> _Objective_:
Copy out each of the items below word for word, keeping them in the same order.

> _Rows_:
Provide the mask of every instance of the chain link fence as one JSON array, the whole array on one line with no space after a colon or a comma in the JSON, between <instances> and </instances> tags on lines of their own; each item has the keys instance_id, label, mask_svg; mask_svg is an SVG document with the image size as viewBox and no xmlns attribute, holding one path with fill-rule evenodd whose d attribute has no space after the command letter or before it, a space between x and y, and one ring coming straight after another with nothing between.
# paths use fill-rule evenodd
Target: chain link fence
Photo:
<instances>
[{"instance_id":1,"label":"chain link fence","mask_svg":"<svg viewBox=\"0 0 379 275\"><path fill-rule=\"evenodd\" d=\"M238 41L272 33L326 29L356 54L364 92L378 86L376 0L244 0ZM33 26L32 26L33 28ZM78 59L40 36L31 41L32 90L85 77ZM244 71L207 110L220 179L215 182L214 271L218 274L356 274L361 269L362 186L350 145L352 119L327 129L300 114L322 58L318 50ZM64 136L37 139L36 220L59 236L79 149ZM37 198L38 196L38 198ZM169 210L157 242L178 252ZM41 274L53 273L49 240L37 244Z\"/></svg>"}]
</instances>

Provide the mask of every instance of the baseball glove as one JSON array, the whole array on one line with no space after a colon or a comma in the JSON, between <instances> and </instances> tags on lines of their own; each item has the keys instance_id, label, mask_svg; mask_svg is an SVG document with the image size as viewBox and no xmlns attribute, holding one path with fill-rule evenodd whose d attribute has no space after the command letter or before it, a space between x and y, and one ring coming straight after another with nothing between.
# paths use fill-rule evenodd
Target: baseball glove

> _Full answer_:
Provide the mask of every instance of the chain link fence as one JSON array, the whole array on one line with no space after a colon or a comma in the JSON, between <instances> and </instances> tags on lines of their own; each item has the keys instance_id, label, mask_svg; mask_svg is an SVG document with the image size as viewBox and no xmlns attribute, holding one path with fill-rule evenodd whose d attribute has no space after the command letter or before it, a space between x and y, and one ring coming straight after another with nothing between.
# paths use fill-rule evenodd
Target: chain link fence
Photo:
<instances>
[{"instance_id":1,"label":"chain link fence","mask_svg":"<svg viewBox=\"0 0 379 275\"><path fill-rule=\"evenodd\" d=\"M238 41L272 33L326 29L356 54L364 92L378 86L376 0L244 0ZM33 26L32 26L33 28ZM78 59L40 36L31 41L32 90L85 77ZM244 71L207 110L220 179L215 182L214 271L218 274L356 274L361 269L362 186L350 145L352 119L327 129L300 114L322 58L318 50ZM64 136L37 139L36 220L59 236L79 149ZM37 198L38 196L38 198ZM169 210L157 242L178 252ZM41 274L53 273L49 240L37 244Z\"/></svg>"}]
</instances>

Provide the mask of every instance of the baseball glove as one JSON array, the whole array on one line with no space after a colon or a comma in the JSON, between <instances> and </instances> tags on lines of their own; each item has the keys instance_id, label, mask_svg; mask_svg is an SVG document with the image size as viewBox and no xmlns attribute, holding one path with fill-rule evenodd whose d attribute has no space after the command letter or before it, a space between x and y, and one ring coming straight after another with nothing between.
# paths use fill-rule evenodd
Target: baseball glove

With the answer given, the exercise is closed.